* SET EXERCISE
Rewrite the R date conversion thread from "test_dates[1][1]" to "might be confusing.", putting "as.POSIXlt" wherever "strptime" appears.

* PAGE EXCERPT

+ + +

Search code examples
rdatetype-conversionposix

Why is R adding an extra row when converting characters to dates


I am converting a vector of character data types to date data types in R using strptime.

When I used sapply to check the data types after the conversion it gave me back an extra row.

Minimal example below:

test_dates = c("2020-10-01","2019-08-09","2018-07-01")
sapply(test_dates,class)
2020-10-01  2019-08-09  2018-07-01 
"character" "character" "character" 

test_dates = strptime(test_dates, "%Y-%m-%d")
sapply(test_dates,class)
     [,1]      [,2]      [,3]     
[1,] "POSIXlt" "POSIXlt" "POSIXlt"
[2,] "POSIXt"  "POSIXt"  "POSIXt" 

The second row at the end is the bit that I am unsure about. I don't know if it is a misunderstanding of sapply, or to do with how R stores times/dates. As below, there is nothing in the second row of the data.

test_dates[1][1]
[1] "2020-10-01 BST"
test_dates[1][2]
[1] NA

Thanks in advance for any help.


Solution

  • R objects can have more than one class. The second row that you are seeing is because strptime returns object with two classes i.e POSIXlt and POSIXt. As you are using sapply it simplifies the data into a matrix which might be confusing.

+ + +

* STORED ROWS
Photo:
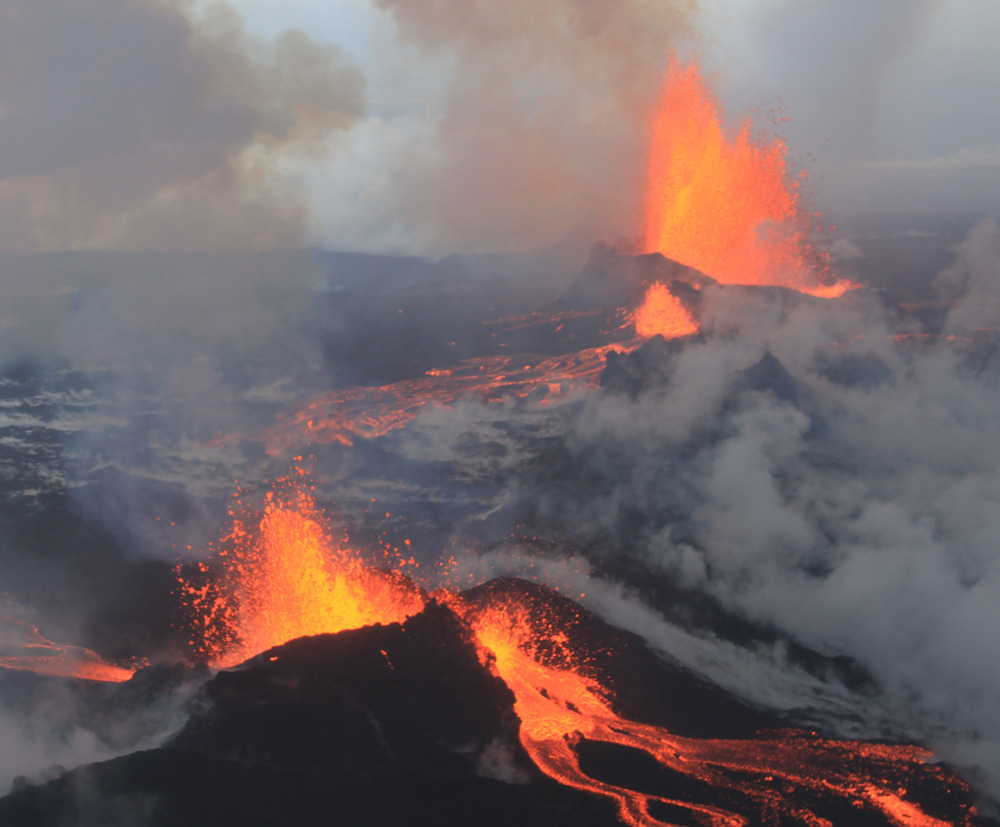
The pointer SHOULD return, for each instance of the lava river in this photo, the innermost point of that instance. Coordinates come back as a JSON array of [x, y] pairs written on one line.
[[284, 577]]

+ + +

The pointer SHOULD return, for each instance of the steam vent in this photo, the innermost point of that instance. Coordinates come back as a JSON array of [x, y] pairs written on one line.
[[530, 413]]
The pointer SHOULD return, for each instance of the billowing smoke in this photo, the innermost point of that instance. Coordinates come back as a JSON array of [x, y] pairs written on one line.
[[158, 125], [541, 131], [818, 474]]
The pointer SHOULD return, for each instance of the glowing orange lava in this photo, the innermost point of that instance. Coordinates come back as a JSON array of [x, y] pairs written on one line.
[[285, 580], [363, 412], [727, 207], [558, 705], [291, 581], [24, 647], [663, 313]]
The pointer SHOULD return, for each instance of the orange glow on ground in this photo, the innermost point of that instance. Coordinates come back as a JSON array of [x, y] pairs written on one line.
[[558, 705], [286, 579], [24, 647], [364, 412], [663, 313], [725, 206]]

+ + +

* SOLUTION TO THIS EXERCISE
test_dates[1][1]
[1] "2020-10-01 BST"
test_dates[1][2]
[1] NA

Thanks in advance for any help.


Solution

  • R objects can have more than one class. The second row that you are seeing is because as.POSIXlt returns object with two classes i.e POSIXlt and POSIXt. As you are using sapply it simplifies the data into a matrix which might be confusing.